**CONSEGNA 1**. Tra le righe archiviate, riscrivi il tratto dalla riga che contiene "Return the polygon of every instance of the bench" fino a quella che contiene "392 433 L 396", sostituendo "bench armrest" con "sofa armrest" e lasciando invariato tutto il resto.

**TESTO FORNITO**.
%%
Visto al Mattatoio, Romaeuropa Festival. Video: Ra di Martino; musica originale: Daniela Pes; sound designer: GUP Alcaro; costumi e tatuaggi: Simona D’Amico; scenografia: Paola Villani; light designer: Simona Gallo; dramaturg: Monica Capuani; aiuto regia: Elvira Berarducci; performer e regia: Federica Rosellini
CHAIR/IL POST (mum & gypsy)
Lo Spazio Rossellini, con il suo palcoscenico alto nel buio hangar gestito da Atcl, ha ospitato la tappa romana di un progetto internazionale a cavallo tra la Toscana e il Giappone. Capotrave/Kilowatt Festival è stato infatti uno degli attivatori italiani insieme a Fabbrica Europa di un percorso di creazione vincitore del bando ministeriale Boarding Pass. tre attrici e un attore dall’Italia (Alessandra Cozzi, Lara di Bello, Giorgia Fagotto Fiorentini, Luca Maino) e una compagnia giapponese appunto (in scena Aoi Nakasone), la mum & and gypsy, già frequentatrice dei nostri palcoscenici da più di un decennio, spesso in collaborazione con Fabbrica Europa. Lo spazio è pensato per accogliere pensieri, movimenti, stralci di vita, oggetti che a quelle vite appartengono nella quotidianità e che qui vengono stipati ai lati del palco, dove torneranno a sedere anche gli interpreti una volta usciti di scena. Il borgo di Sansepolcro è casa temporanea e luogo estraneo al contempo. Sono colleghi e coinquilini, e anche l’appartamento è protagonista di racconti e riflessioni, così come il tema della famiglia che serpeggia tra i discorsi dei giovani. Emerge l’aura performativa di Nakasone e la sua leggerezza nei movimenti, e d’altronde questa leggerezza è una evidenza di tutto lo spettacolo, aiutata dallo schermo sullo sfondo in cui appaiono immagini del borgo, del cielo e talvolta i pensieri dei personaggi. Uno spettacolo delicato, ben diretto e interpretato ma che cade nel solito stereotipo, ovvero l’autobiografismo teatrale. Pur nel dispositivo suggestivo di una drammaturgia fatta di brani che ritornano come in un eterno vortice di immagini e situazioni, la narrazione, se non in un paio di occasioni (quando vengono sfiorati temi mondiali come la guerra o la violenza subita da una donna in giappone) non riesce a guardare oltre il chiacchiericcio, la filosofia spicciola e il tema teatrale, trattato con tutti i cliché del caso. C’è tutto un mondo da raccontare, fatto a pezzi, certamente complesso e invece troppo spesso si vedono drammaturgie, (che poi rischiano di assomigliarsi tutte) in cui le piccole vicende personali diventano un guscio protettivo fin troppo comodo.(Andrea Pocosgnich)
%%
**RIGHE ARCHIVIATE**.
%%
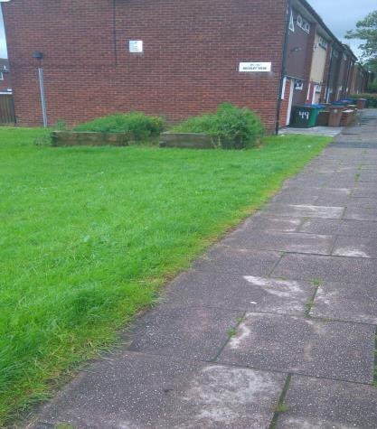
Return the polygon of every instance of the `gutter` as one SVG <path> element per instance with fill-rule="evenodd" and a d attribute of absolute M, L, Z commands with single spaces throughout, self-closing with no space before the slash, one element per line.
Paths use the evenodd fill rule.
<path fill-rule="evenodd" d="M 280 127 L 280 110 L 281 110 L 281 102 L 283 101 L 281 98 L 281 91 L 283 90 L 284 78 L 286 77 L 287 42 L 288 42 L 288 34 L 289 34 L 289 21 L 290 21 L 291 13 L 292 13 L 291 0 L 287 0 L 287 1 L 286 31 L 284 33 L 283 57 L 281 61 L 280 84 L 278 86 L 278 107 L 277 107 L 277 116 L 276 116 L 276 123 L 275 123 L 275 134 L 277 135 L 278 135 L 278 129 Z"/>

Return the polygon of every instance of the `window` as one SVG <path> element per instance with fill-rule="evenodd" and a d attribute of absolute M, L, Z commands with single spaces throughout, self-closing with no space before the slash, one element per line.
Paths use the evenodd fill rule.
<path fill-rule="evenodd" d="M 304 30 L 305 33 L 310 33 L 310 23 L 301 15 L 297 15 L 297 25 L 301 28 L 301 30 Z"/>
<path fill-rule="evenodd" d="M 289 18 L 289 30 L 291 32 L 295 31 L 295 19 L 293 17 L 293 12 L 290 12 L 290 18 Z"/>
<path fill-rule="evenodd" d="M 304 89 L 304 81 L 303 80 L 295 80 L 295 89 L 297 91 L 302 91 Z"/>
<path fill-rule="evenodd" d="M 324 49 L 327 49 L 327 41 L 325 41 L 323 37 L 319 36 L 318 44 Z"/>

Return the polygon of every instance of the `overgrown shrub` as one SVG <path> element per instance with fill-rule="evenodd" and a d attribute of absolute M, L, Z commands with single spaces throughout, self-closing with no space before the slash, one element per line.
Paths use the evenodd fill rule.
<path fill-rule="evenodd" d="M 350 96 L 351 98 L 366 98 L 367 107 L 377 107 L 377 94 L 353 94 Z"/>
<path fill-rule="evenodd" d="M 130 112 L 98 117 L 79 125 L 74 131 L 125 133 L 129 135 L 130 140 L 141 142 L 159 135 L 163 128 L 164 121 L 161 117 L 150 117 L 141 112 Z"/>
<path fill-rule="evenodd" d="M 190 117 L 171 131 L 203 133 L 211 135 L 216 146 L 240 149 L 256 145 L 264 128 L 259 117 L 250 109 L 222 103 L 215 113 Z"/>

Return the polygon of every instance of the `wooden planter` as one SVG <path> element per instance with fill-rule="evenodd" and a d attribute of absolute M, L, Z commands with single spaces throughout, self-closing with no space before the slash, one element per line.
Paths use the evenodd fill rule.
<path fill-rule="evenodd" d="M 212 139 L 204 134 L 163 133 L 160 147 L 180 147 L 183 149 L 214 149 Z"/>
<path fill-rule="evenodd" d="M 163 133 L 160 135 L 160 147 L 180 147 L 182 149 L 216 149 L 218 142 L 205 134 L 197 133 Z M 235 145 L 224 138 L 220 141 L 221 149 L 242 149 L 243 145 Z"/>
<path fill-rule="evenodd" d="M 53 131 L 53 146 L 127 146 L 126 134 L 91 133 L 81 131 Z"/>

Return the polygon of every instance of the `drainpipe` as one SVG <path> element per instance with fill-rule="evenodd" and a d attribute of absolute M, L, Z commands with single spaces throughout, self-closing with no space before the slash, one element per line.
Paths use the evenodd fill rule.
%%
%%
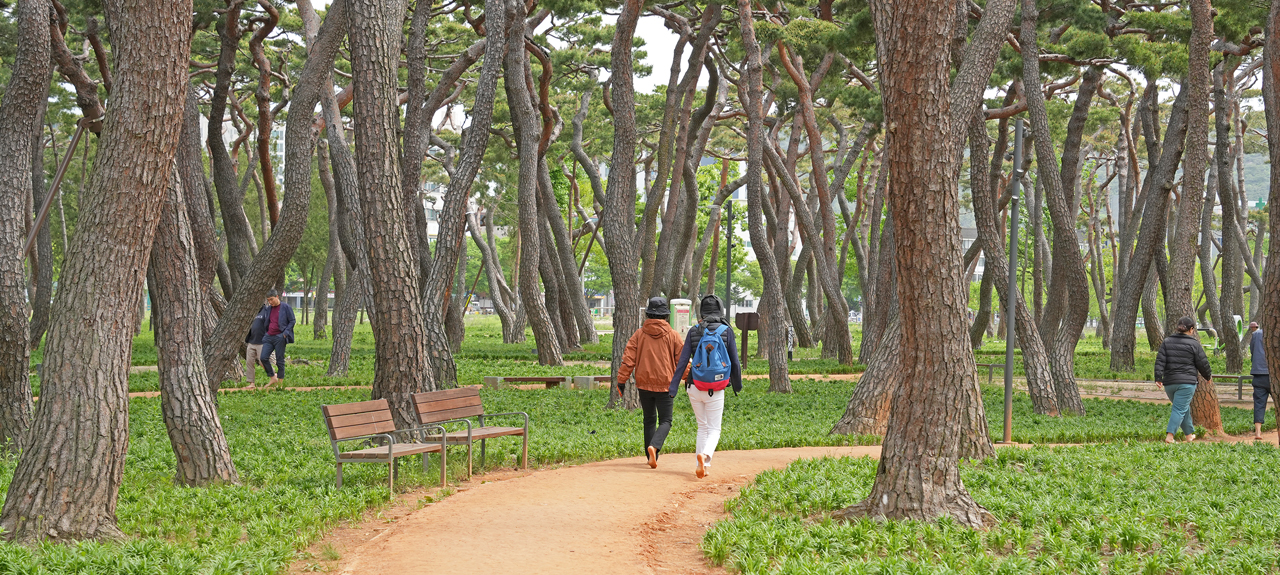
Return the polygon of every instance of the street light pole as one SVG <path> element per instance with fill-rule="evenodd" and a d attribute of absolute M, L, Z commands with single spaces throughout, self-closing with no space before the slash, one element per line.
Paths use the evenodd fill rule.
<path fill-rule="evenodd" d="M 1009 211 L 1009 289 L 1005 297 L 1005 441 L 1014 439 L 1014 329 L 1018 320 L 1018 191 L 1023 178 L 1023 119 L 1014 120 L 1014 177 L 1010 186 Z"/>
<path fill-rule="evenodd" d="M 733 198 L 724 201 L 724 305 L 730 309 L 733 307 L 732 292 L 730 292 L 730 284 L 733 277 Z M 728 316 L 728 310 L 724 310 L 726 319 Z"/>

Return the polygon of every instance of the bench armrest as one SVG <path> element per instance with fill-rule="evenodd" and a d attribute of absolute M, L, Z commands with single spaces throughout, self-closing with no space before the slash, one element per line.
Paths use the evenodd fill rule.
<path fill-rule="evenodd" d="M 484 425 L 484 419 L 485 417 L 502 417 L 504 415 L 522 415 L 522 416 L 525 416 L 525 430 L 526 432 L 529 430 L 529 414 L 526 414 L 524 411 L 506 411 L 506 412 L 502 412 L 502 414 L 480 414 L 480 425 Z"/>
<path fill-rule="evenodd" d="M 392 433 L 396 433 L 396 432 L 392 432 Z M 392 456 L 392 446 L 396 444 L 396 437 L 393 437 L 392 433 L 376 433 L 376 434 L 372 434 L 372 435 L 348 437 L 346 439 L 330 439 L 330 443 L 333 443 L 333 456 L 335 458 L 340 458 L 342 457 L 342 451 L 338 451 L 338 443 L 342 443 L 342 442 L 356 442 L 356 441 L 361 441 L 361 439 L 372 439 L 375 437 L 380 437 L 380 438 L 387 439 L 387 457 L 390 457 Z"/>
%%
**CONSEGNA 2**. Ricopia dalla recensione dello spettacolo il tratto da "Visto al Mattatoio, Romaeuropa" fino a "(mum & gypsy)".

**SOLUZIONE 1**.
Return the polygon of every instance of the sofa armrest as one SVG <path> element per instance with fill-rule="evenodd" and a d attribute of absolute M, L, Z commands with single spaces throughout, self-closing with no space before the slash, one element per line.
Paths use the evenodd fill rule.
<path fill-rule="evenodd" d="M 484 425 L 484 419 L 485 417 L 502 417 L 504 415 L 522 415 L 522 416 L 525 416 L 525 430 L 526 432 L 529 430 L 529 414 L 526 414 L 524 411 L 506 411 L 506 412 L 502 412 L 502 414 L 480 414 L 480 425 Z"/>
<path fill-rule="evenodd" d="M 392 433 L 396 433 L 396 432 L 392 432 Z M 392 456 L 392 446 L 396 444 L 396 437 L 393 437 L 392 433 L 376 433 L 376 434 L 372 434 L 372 435 L 348 437 L 346 439 L 330 439 L 330 443 L 333 443 L 333 456 L 335 458 L 340 458 L 342 457 L 342 451 L 338 451 L 338 443 L 342 443 L 342 442 L 356 442 L 356 441 L 361 441 L 361 439 L 372 439 L 375 437 L 380 437 L 380 438 L 387 439 L 387 457 L 390 457 Z"/>

**SOLUZIONE 2**.
Visto al Mattatoio, Romaeuropa Festival. Video: Ra di Martino; musica originale: Daniela Pes; sound designer: GUP Alcaro; costumi e tatuaggi: Simona D’Amico; scenografia: Paola Villani; light designer: Simona Gallo; dramaturg: Monica Capuani; aiuto regia: Elvira Berarducci; performer e regia: Federica Rosellini
CHAIR/IL POST (mum & gypsy)